# Excerpted text
>> Start
# Oldschool Amp/Sub Question



## rynfarrell (Apr 11, 2011)

So I just scored a pair of oldschool 12w6 6ohm dvc and a SS Reference 6.0. They are all in like new condition. Should I push the subs with this amp or should I use the amp for front stage and find something else for the subs. 

If the 6.0 is wasted on the subs any suggestions would be appreciated!

THanks!!!!


----------



## Aaron'z 2.5RS/WRX (Oct 24, 2007)

A Class A 6.0... wouldn't be a "waste" but it really wouldn't be putting that sweet near-class-A amp to proper use... 

It'd drive the subs for sure in high current mode, I would assume D4 subs, for a final of 1ohm... which really wouldn't be giving you full potential of that amp, being the class A was said to do 1/2 and 1/4ohm.. 

My take on it...


----------



## smgreen20 (Oct 13, 2006)

I'd put it elsewhere in the system, as your subs are D6's, the lowest you could get is 1.5 ohms and of 1 isn't getting all its worth, 1.5 sure as [email protected]! won't.


----------



## rynfarrell (Apr 11, 2011)

ya I was thinking the same. I might try and pick up a Precision Power A600.2 or maybe a Phoenix Gold ZX 500.
Any other recommendations?


----------



## sqshoestring (Jun 19, 2007)

I would recommend the old original SS rubicons. I ran a 302 on a single 12 and it was loud, unfortunately a SPL small sealed I didn't like, but the power was there no problem for a 300w. There are larger ones iirc 500rms and 1Kw?


----------



## Darth SQ (Sep 17, 2010)

rynfarrell said:


> ya I was thinking the same. I might try and pick up a Precision Power A600.2 or maybe a Phoenix Gold ZX 500.
> Any other recommendations?


There's two PPI A600.2s on ebay right now.
One looks rough around the art work, but the other looks like brand new condition.
Worth a look?

Bret
PPI-ART COLLECTOR


----------



## rynfarrell (Apr 11, 2011)

Ya ive been watching those PPI's. I will keep an eye out for the rubicon's as well. Thanks doods!

How much do the A100's really push out? Maybe 50x2?


----------



## Aaron'z 2.5RS/WRX (Oct 24, 2007)

I'd put the 6.0 on a set of 3" full rangers and bask in it... not much for power, but god I bet it'd be sweet...


----------



## Darth SQ (Sep 17, 2010)

rynfarrell said:


> Ya ive been watching those PPI's. I will keep an eye out for the rubicon's as well. Thanks doods!
> 
> How much do the A100's really push out? Maybe 50x2?


4 Ohms, 11-15 VDC, Stereo: 25 Watts
2 Ohms, 11-15 VDC, Stereo: 50 Watts 
4 Ohms, 11-15 VDC, Bridged: 100 Watts
Power Fuse: 20 Amp
Dimensions (inches): 2x9.25x6” 
Shipping Weight: 6 lbs.

Straight from the manual.

Bret
PPI-ART COLLECTOR


----------



## rynfarrell (Apr 11, 2011)

Cool thanks!


----------



## Old Skewl (May 30, 2011)

Save the class A for the components. The benefit of the class A will be noticed more in the mid and upper frequencies. Pick up a reference 300 or 500 for the subs. Or maybe two reference 300s?!?!


----------
>> End
# The records
>> Start
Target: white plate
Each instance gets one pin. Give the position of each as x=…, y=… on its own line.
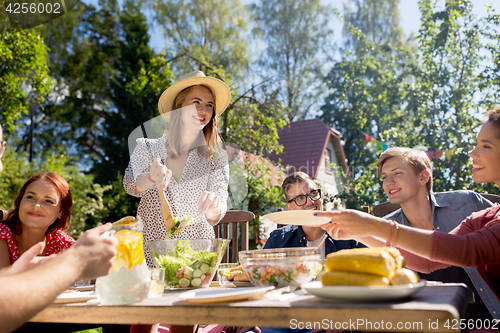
x=224, y=295
x=297, y=217
x=362, y=293
x=75, y=297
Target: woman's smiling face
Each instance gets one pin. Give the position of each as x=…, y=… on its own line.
x=40, y=205
x=203, y=100
x=486, y=155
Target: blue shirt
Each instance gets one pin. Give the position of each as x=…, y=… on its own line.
x=293, y=236
x=449, y=209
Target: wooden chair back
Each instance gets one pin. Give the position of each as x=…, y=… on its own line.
x=234, y=218
x=385, y=208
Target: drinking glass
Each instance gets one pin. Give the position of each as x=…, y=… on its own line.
x=128, y=280
x=157, y=285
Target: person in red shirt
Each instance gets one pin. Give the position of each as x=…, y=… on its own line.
x=20, y=284
x=42, y=211
x=474, y=243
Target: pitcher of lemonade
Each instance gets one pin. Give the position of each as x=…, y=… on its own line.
x=128, y=279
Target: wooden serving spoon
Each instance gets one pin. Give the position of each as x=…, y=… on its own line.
x=166, y=211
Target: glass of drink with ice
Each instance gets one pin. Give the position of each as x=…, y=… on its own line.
x=128, y=280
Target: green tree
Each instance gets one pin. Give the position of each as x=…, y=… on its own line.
x=368, y=93
x=297, y=38
x=24, y=75
x=140, y=78
x=378, y=20
x=89, y=208
x=212, y=31
x=450, y=47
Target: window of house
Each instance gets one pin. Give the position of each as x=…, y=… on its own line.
x=328, y=161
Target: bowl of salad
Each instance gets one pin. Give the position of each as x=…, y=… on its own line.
x=188, y=263
x=281, y=267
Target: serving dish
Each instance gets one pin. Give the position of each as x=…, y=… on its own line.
x=224, y=295
x=297, y=217
x=188, y=263
x=280, y=267
x=362, y=293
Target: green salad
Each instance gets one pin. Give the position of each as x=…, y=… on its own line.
x=186, y=268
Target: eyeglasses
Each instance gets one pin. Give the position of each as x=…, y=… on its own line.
x=301, y=200
x=3, y=144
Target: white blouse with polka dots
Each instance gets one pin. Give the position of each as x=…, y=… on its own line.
x=198, y=175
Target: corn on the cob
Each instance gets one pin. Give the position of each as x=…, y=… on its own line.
x=404, y=276
x=358, y=279
x=375, y=261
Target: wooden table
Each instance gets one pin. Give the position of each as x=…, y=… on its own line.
x=427, y=311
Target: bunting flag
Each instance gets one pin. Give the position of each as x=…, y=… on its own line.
x=448, y=154
x=383, y=146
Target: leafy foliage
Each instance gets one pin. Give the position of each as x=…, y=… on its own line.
x=24, y=75
x=297, y=46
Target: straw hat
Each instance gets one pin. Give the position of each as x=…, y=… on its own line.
x=220, y=90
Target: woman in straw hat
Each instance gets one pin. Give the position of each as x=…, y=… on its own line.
x=187, y=161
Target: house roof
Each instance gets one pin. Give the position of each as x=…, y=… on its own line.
x=304, y=143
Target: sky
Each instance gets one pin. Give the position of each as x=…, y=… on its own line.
x=409, y=12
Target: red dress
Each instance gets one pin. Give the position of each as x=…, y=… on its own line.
x=56, y=242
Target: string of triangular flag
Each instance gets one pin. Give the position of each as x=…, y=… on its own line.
x=383, y=146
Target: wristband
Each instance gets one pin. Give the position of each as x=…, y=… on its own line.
x=388, y=243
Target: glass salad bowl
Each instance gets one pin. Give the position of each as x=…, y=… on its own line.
x=281, y=267
x=188, y=263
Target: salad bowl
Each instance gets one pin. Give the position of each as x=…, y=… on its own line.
x=281, y=267
x=188, y=263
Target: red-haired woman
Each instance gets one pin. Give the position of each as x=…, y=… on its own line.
x=42, y=211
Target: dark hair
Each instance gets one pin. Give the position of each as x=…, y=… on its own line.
x=418, y=160
x=493, y=116
x=62, y=187
x=292, y=179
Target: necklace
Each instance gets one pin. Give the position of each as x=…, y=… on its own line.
x=20, y=247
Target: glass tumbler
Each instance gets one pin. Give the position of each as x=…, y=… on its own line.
x=128, y=280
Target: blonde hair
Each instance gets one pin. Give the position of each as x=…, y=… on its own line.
x=418, y=160
x=493, y=116
x=211, y=147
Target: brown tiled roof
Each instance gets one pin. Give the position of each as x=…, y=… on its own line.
x=303, y=145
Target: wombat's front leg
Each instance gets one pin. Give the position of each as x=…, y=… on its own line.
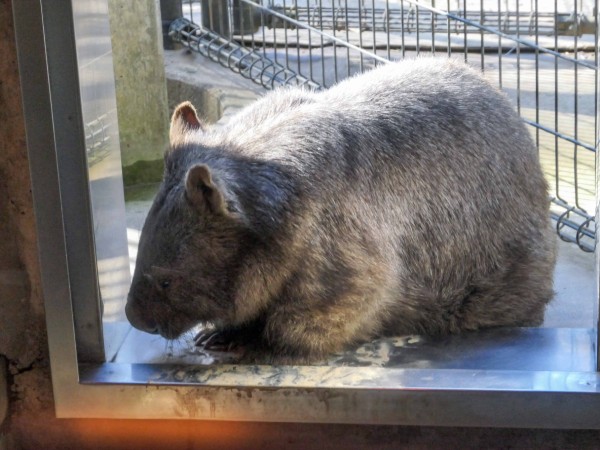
x=228, y=339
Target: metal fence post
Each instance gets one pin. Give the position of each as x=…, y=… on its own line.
x=169, y=11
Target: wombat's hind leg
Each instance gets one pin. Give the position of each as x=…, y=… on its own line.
x=515, y=296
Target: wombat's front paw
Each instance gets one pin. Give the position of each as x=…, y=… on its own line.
x=217, y=340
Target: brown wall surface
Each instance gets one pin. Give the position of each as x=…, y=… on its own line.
x=31, y=423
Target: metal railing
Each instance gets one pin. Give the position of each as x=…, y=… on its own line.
x=543, y=57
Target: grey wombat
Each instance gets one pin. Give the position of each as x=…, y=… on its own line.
x=405, y=200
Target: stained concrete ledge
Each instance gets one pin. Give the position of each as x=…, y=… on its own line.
x=3, y=400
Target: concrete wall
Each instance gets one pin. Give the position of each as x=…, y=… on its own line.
x=31, y=423
x=138, y=61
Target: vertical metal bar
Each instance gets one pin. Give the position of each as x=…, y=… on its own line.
x=556, y=93
x=404, y=20
x=597, y=159
x=347, y=37
x=360, y=28
x=433, y=20
x=481, y=35
x=285, y=33
x=323, y=83
x=387, y=27
x=518, y=46
x=418, y=35
x=500, y=44
x=448, y=35
x=537, y=74
x=576, y=106
x=465, y=43
x=374, y=27
x=310, y=56
x=169, y=11
x=297, y=14
x=335, y=58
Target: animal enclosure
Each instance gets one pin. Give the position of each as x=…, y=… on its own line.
x=541, y=53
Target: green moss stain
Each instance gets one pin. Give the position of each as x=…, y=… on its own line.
x=143, y=172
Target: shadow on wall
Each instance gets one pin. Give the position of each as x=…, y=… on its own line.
x=210, y=109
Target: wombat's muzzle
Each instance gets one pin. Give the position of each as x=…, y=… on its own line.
x=137, y=319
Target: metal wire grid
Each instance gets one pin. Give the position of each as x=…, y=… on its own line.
x=545, y=57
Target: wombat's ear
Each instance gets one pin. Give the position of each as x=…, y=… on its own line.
x=184, y=120
x=202, y=192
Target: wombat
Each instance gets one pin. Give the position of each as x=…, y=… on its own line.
x=406, y=200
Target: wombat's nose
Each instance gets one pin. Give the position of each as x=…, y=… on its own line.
x=138, y=320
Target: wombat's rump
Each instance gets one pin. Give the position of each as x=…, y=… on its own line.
x=406, y=200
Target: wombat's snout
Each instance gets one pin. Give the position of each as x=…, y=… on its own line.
x=137, y=319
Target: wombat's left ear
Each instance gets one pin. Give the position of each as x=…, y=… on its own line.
x=202, y=191
x=183, y=121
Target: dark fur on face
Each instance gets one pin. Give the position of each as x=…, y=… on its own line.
x=406, y=200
>> End
# Work instructions
• 1. Please list every distinct username that posts in the amp thread, each once.
• 2. Put the rows into a JSON list of strings, one string per line, from the line with "Target: wombat's rump" through the last line of the rows, leaving out any blank lines.
The amp thread and the rows come from separate, unrelated sources.

# Answers for the exercise
• 1.
rynfarrell
Aaron'z 2.5RS/WRX
smgreen20
sqshoestring
Darth SQ
Old Skewl

• 2.
[
  "Target: wombat's rump",
  "Each instance gets one pin. Give the position of each as x=…, y=… on its own line.",
  "x=406, y=200",
  "Target: wombat's snout",
  "Each instance gets one pin. Give the position of each as x=…, y=… on its own line.",
  "x=137, y=319",
  "Target: wombat's left ear",
  "Each instance gets one pin. Give the position of each as x=…, y=… on its own line.",
  "x=202, y=191",
  "x=183, y=121",
  "Target: dark fur on face",
  "Each instance gets one pin. Give the position of each as x=…, y=… on its own line.",
  "x=406, y=200"
]